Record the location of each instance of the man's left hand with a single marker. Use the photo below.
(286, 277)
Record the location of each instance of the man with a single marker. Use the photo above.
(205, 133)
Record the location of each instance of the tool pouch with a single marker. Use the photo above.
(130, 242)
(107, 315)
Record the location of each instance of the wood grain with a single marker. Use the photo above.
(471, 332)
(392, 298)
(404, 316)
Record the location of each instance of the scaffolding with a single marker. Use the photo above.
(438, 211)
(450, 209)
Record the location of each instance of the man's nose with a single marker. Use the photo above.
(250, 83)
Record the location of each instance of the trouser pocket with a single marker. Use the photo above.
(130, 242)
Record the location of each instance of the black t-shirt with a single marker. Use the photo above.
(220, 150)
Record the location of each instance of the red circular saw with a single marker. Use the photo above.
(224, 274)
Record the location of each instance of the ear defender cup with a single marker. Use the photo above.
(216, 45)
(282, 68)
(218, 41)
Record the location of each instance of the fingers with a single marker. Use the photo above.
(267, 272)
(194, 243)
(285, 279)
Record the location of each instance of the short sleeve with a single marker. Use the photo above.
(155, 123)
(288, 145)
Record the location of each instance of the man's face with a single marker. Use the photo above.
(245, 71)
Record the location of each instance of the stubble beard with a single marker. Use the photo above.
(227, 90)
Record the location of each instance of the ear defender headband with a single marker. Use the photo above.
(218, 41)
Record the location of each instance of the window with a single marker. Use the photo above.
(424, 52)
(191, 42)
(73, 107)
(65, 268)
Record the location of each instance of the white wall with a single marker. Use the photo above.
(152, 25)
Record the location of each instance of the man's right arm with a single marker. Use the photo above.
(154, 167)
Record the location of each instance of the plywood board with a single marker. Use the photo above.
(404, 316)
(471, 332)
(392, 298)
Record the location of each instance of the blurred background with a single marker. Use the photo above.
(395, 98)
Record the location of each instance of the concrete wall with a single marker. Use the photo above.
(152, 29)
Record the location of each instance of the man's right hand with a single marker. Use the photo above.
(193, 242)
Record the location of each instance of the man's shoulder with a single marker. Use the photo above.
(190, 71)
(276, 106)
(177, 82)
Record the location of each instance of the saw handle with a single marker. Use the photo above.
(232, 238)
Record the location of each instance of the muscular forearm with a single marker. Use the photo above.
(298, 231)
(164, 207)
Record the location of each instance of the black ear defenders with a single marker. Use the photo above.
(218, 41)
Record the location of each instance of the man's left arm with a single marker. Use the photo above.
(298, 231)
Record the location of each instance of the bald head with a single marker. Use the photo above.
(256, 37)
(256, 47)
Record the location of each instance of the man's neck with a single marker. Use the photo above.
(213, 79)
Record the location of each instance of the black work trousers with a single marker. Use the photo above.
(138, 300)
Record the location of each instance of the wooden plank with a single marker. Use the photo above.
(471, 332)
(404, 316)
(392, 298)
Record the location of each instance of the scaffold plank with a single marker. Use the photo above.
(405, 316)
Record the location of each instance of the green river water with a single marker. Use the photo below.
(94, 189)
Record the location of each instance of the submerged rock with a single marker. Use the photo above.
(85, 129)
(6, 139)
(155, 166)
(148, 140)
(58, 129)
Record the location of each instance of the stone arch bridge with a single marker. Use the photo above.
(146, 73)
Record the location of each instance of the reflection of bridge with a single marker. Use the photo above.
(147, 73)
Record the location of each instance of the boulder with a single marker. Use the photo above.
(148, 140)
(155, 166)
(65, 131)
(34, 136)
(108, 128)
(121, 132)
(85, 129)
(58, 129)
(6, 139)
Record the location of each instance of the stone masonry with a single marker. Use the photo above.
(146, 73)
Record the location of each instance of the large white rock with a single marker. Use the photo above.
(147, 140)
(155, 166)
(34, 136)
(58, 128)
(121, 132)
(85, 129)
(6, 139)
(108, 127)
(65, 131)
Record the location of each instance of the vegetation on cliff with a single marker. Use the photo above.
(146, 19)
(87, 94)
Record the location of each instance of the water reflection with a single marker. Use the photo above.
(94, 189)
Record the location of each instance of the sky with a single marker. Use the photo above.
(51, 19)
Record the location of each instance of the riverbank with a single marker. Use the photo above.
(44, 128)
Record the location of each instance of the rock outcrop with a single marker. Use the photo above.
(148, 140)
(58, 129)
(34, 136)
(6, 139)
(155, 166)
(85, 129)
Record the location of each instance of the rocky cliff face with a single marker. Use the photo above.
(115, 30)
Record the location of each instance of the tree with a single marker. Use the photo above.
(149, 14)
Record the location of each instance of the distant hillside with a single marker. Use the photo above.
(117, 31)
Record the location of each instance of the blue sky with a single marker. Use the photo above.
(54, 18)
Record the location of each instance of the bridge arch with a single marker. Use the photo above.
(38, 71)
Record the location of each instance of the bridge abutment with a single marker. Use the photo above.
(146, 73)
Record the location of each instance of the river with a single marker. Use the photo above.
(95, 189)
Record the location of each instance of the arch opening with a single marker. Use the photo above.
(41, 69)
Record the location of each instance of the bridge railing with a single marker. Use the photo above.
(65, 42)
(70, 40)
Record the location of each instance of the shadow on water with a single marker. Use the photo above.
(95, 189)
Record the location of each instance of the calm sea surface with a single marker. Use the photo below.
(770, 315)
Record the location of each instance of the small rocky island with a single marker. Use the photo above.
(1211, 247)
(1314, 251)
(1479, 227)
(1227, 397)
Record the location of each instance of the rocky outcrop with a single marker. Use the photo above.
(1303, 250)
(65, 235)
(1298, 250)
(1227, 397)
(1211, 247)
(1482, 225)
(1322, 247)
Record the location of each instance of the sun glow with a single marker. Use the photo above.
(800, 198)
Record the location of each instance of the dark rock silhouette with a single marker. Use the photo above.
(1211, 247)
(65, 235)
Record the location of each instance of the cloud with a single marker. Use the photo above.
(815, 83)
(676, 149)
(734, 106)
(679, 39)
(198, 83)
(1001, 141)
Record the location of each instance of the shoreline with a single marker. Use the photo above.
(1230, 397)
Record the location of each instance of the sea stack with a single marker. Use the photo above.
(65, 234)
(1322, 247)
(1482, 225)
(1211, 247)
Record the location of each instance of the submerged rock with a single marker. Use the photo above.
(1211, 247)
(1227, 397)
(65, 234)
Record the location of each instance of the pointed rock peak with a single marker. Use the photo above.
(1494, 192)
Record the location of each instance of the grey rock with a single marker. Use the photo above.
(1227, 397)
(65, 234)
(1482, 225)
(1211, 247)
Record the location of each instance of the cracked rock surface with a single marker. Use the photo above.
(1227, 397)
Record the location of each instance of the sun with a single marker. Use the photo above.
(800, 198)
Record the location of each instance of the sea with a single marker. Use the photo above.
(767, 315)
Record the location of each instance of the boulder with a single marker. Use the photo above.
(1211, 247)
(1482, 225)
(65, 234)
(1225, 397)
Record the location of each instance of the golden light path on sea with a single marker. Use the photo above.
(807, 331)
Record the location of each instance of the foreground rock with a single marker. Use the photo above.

**What the task asks:**
Copy every item above word for word, with nothing changed.

**Complete answer:**
Record the location of each instance of the man's left hand with a single marker. Use the photo below.
(286, 277)
Record the location of each instance of the man with a single marker. Use the photo above.
(205, 133)
Record the location of each instance of the tool pouch with a single marker. Use the photo above.
(130, 242)
(107, 315)
Record the location of each instance of the wood grain with a single marker. Use the photo above.
(471, 332)
(392, 298)
(404, 316)
Record the location of each instance of the scaffolding with a single marker. Use the photo above.
(438, 211)
(450, 209)
Record the location of each instance of the man's nose with a single marker. Use the photo above.
(250, 83)
Record the location of each instance of the trouser pocket with a single marker. Use the photo above.
(130, 242)
Record the location of each instance of the black t-shirt with a single marker. Use the photo above.
(220, 150)
Record the location of each instance of the red circular saw with a single marker. Use the photo above.
(224, 274)
Record the location of each instance of the ear defender cup with a single marker. Use the photo above.
(216, 45)
(282, 68)
(218, 41)
Record the location of each instance of the fingers with a single marker. Use the photo above.
(267, 272)
(194, 243)
(285, 279)
Record the location of each instance of the short sleeve with a single marker. Use the photo above.
(155, 123)
(288, 145)
Record the location of each instance of the man's face with a single marker. Use the photo above.
(245, 71)
Record the location of each instance of the stubble beard with a single marker. Use the photo above.
(227, 90)
Record the location of each instance of the ear defender headband with a single marker. Use the photo above.
(218, 41)
Record the location of each instance of the window with a single marker. Use the photo above.
(424, 52)
(191, 42)
(73, 107)
(65, 268)
Record the location of each instance of the white wall with a single marker. Use the photo above.
(152, 25)
Record the location of each instance of the man's right arm with a single marker. Use the photo above.
(154, 167)
Record the location of each instance of the plywood board with a single marker. Use the photo above.
(404, 316)
(471, 332)
(392, 298)
Record the location of each instance of the blurred background with a single marker. Use the photo above.
(395, 98)
Record the location of each instance of the concrete wall with a single marker. Use the photo above.
(152, 29)
Record the location of each instance of the man's right hand with a single marker. Use the photo above.
(193, 242)
Record the location of each instance of the man's shoulder with a single marker. Use the photo above.
(190, 71)
(276, 106)
(177, 82)
Record the location of each instance of the saw handle with a single marker. Use the photo above.
(232, 238)
Record the location of each instance of the muscular forearm with a single marker. Use the photo above.
(298, 231)
(164, 207)
Record the location of each instance of the black ear defenders with a single marker. Use the photo above.
(218, 41)
Record the location of each instance of the man's left arm with a single marker. Use the photo above.
(298, 231)
Record the location of each instance of the bald head with a single marker. Use the photo above.
(256, 37)
(256, 47)
Record the location of each instance of the man's neck with a single marker. Use the photo above.
(213, 79)
Record the location of each instance of the black work trousers with a single marker. Use the photo above.
(138, 300)
Record the location of each instance of the wooden plank with a single marker. Use the photo above.
(471, 332)
(404, 316)
(392, 298)
Record the location of each instance of the scaffold plank with a single marker. Use the photo above.
(405, 316)
Record the location of each instance of the green river water with a single marker. Use the photo below.
(94, 189)
Record the location of each instance of the submerged rock with a single marker. Use the photo above.
(85, 129)
(6, 139)
(155, 166)
(148, 140)
(58, 129)
Record the location of each instance of the stone arch bridge with a single marker. Use the photo above.
(146, 73)
Record the location of each instance of the reflection of bridge with a single marker. Use the photo above.
(147, 73)
Record the location of each instance of the boulder with a single marker. Use the photo above.
(148, 140)
(155, 166)
(65, 131)
(34, 136)
(108, 128)
(121, 132)
(85, 129)
(58, 129)
(6, 139)
Record the location of each instance of the stone masonry with a single marker. Use the photo above.
(146, 73)
Record the location of each instance of the large white rock with a single marker. Use the photo above.
(147, 140)
(155, 166)
(34, 136)
(58, 128)
(121, 132)
(85, 129)
(6, 139)
(108, 127)
(65, 131)
Record the location of each instance of the vegetation on cliff with a single marker. Use the photo above.
(146, 19)
(87, 94)
Record the location of each instance of the water reflection with a single marker. Use the photo above.
(94, 189)
Record the location of each instance of the sky with a single marker. Use the photo above.
(51, 19)
Record the location of each instance of the riverbank with a single marker. Use the photo above.
(44, 128)
Record the location of each instance of the rock outcrop with a single marker. Use the photo above.
(148, 140)
(58, 129)
(34, 136)
(6, 139)
(155, 166)
(85, 129)
Record the location of each instance of the rocky cliff face with a single marker. Use the photo above.
(115, 30)
Record the location of each instance of the tree with a single marker. Use the photo above.
(149, 14)
Record the location of each instance of the distant hillside with a single marker. Use the photo above.
(117, 31)
Record the location of each instance of the blue sky with a single marker. Use the photo above.
(54, 18)
Record the location of each instance of the bridge arch with a single marker. Use the photo above.
(38, 71)
Record the location of each instance of the bridge abutment with a single marker. Use the photo above.
(146, 73)
Record the location of each instance of the river with a single marker. Use the photo above.
(95, 189)
Record the location of each instance of the arch opening with a single marker. Use the photo above.
(41, 69)
Record the location of each instance of the bridge railing with a single marker. Use the photo above.
(65, 42)
(70, 40)
Record the location of each instance of the shadow on water with a single marker. Use the photo above.
(95, 189)
Record the location of each instance of the calm sea surface with a single marker. Use the photo below.
(770, 315)
Record the location of each instance of the small rocky island with a single marker. Use the photo above.
(1211, 247)
(1314, 251)
(1479, 227)
(1227, 397)
Record the location of each instance of the rocky outcrop with a single marker. Use the photo above.
(1303, 250)
(65, 235)
(1298, 250)
(1227, 397)
(1211, 247)
(1482, 225)
(1322, 247)
Record the location of each instance of the sun glow with a single marker. Use the photo above.
(800, 198)
Record the location of each instance of the dark rock silhouette with a single marker. Use the photo above.
(1211, 247)
(65, 235)
Record the location of each instance of the cloud with a single marker. Use the photo above.
(815, 83)
(676, 149)
(734, 106)
(679, 39)
(198, 83)
(1001, 141)
Record the location of each instance of the shoreline with a single marker. Use the photo above.
(1230, 397)
Record the location of each instance of the sea stack with a single marker. Use the photo above.
(65, 234)
(1322, 247)
(1482, 225)
(1211, 247)
Record the location of each instance of the submerged rock with a single marker. Use the photo above.
(1211, 247)
(1227, 397)
(65, 234)
Record the location of each instance of the pointed rock peak with a single marker. Use the photo above.
(1494, 192)
Record the location of each instance of the grey rock with a single marker. Use the photo above.
(1227, 397)
(65, 234)
(1482, 225)
(1211, 247)
Record the location of each instance of the cracked rock surface with a single marker. Use the photo above.
(1227, 397)
Record the location of each instance of the sun with a single marker. Use the photo above.
(800, 198)
Record the location of each instance of the sea with a single marker. Use the photo above.
(767, 315)
Record the location of each instance of the boulder with a single marker. Use the photo above.
(1211, 247)
(1482, 225)
(65, 234)
(1225, 397)
Record the location of each instance of the golden light path on sea with a single marker. Use the photo above.
(807, 331)
Record the location of each instance of the foreground rock with a single marker. Use the photo above.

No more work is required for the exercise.